What to work on | Return each line of the data below verbatim; pictures are to be left out.
═══
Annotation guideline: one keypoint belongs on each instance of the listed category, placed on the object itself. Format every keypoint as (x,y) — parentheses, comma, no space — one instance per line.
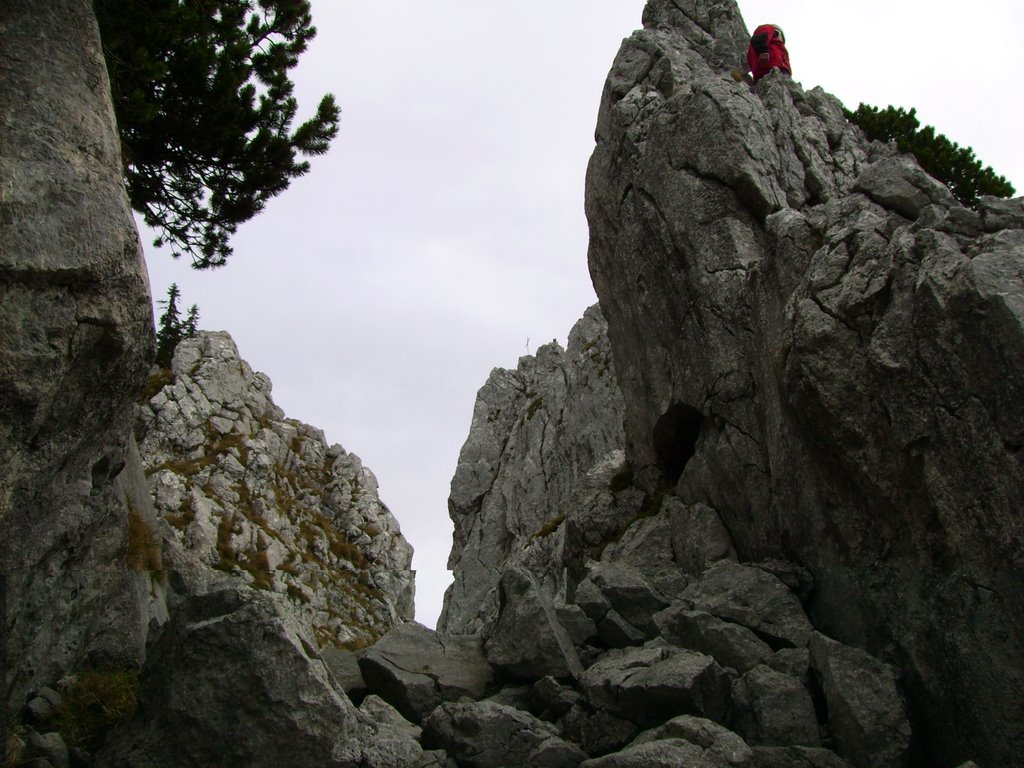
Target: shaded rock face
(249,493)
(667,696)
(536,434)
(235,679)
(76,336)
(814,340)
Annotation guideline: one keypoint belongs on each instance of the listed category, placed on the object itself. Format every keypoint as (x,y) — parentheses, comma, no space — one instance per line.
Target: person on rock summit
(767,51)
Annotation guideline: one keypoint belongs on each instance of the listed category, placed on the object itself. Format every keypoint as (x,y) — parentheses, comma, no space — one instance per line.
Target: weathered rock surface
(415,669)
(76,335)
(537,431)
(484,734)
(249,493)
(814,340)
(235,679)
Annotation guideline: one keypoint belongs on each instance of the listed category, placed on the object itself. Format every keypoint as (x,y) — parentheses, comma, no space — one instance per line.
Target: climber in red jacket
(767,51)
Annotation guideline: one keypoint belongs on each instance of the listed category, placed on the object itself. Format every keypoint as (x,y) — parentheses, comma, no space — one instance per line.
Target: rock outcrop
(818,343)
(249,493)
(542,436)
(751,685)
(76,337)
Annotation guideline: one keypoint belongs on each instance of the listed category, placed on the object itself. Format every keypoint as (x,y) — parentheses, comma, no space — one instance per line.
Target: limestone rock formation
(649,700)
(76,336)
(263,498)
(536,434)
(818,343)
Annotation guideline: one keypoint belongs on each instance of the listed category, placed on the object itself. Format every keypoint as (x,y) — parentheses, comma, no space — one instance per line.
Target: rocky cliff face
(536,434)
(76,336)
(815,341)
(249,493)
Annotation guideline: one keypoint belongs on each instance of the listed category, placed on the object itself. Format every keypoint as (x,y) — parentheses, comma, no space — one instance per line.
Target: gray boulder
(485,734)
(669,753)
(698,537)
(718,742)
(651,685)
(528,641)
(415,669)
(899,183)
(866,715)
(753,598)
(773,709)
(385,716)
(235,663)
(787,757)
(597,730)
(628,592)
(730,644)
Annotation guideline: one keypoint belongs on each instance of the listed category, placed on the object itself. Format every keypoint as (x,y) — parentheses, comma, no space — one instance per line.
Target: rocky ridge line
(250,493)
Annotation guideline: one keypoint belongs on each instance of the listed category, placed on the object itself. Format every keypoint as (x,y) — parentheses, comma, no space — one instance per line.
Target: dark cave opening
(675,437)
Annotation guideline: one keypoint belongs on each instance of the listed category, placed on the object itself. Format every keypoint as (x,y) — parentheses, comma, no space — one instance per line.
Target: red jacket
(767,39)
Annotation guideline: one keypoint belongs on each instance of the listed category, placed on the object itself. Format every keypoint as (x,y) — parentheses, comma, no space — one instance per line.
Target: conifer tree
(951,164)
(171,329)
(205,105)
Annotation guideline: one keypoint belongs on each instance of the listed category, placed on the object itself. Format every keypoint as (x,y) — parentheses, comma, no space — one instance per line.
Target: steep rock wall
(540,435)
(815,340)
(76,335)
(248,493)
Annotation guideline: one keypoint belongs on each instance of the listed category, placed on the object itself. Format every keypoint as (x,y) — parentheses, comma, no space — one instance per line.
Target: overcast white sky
═══
Output for this exercise |
Annotation guideline: one keypoint belongs on each instance of the listed category, placed on the object itself. Format every keypoint as (x,y) — parentheses, comma, no space — one instance per line.
Target: shaded rock face
(249,493)
(667,696)
(536,434)
(235,679)
(76,336)
(814,340)
Annotation guideline: one keypoint belongs on each instance of the listed category, placed on the object itself. Format every keypoint as (x,y) — parentheses, comma, no space — one instance per line.
Target: person on rock summit
(767,51)
Annotation guideline: one keypoint belongs on each instance of the listed category, placed on the object itself. Format every keypoint as (x,y) — parentheses, comma, no space — one instance per line.
Target: weathered rock surface
(415,669)
(76,335)
(537,431)
(484,734)
(249,493)
(814,340)
(235,679)
Annotation guideline: one keypoint belongs on each instance of the listed category, placed on the object itself. Format every keypoint as (x,y) — parentheses, comma, no space — one instance per line.
Target: climber in red jacket
(767,51)
Annotation guideline: one keypoint belongs on each instance of the listed category, placed on the object itself. Format every keypoint as (x,y) — parentheses, comma, no space — one instance per line.
Target: rock outcrop
(818,343)
(249,493)
(542,436)
(751,685)
(76,337)
Annotation guideline: one keypoint belongs on each instance of the listed category, placed on the object itself. Format every keypoint as (x,y) — parentheses, comma, no space — one instance per line.
Target: limestone rock formation
(649,700)
(76,336)
(263,498)
(536,434)
(818,343)
Annotation guideline: one keypoint belongs on each instance of the listed category, placed on the object itself. Format every keypoint as (x,y) — parentheses, comma, no space — one instance per line.
Target: rocky cliff face
(536,434)
(76,336)
(815,341)
(249,493)
Annotation guideline: one keypoint belongs on each instance of the listed category, placed on the object itself. Format every keypoint as (x,y) — parentheses, comma, no space — one instance per line.
Target: gray boulder
(485,734)
(669,753)
(698,537)
(718,742)
(651,685)
(528,641)
(415,669)
(899,183)
(866,715)
(753,598)
(773,709)
(385,716)
(235,663)
(787,757)
(597,730)
(628,592)
(730,644)
Annotation guideline: one keypoint belongs on each instance of the listed category, placed on the object itself. Format every keypoint as (x,y) — parentheses, comma, no space — one instance per line.
Target: rocky ridge line
(250,493)
Annotation guideline: one keypoint belongs on each instance of the listed category, placed on the object itself. Format every keypoint as (x,y) — parentheses, comma, no space — one instance per line.
Target: dark cave opening
(675,437)
Annotation guideline: one keypoint belongs on each instance of the listed category, placed on the object itself. Format every keypoint as (x,y) — parentheses, comma, no space — one instance per line.
Target: red jacket
(767,39)
Annotation guideline: one keypoint belongs on each instance of the listed category, placed on the object itself. Format every keypoint as (x,y) — parentheses, comma, no space — one instance per line.
Target: conifer tree
(951,164)
(171,329)
(205,105)
Annotation guideline: one keypoint belongs on each instance of the listed category, placed on the object itself. Format every keypoint as (x,y) — parentheses, comma, no space — one instance per line.
Target: steep rock wall
(540,435)
(815,340)
(76,335)
(248,493)
Annotation guideline: one keypoint belongs on each instance of the listed category, placed on the object itself. Format every keypoint as (x,y) — parentheses, comma, no space — one instance per line.
Target: overcast white sky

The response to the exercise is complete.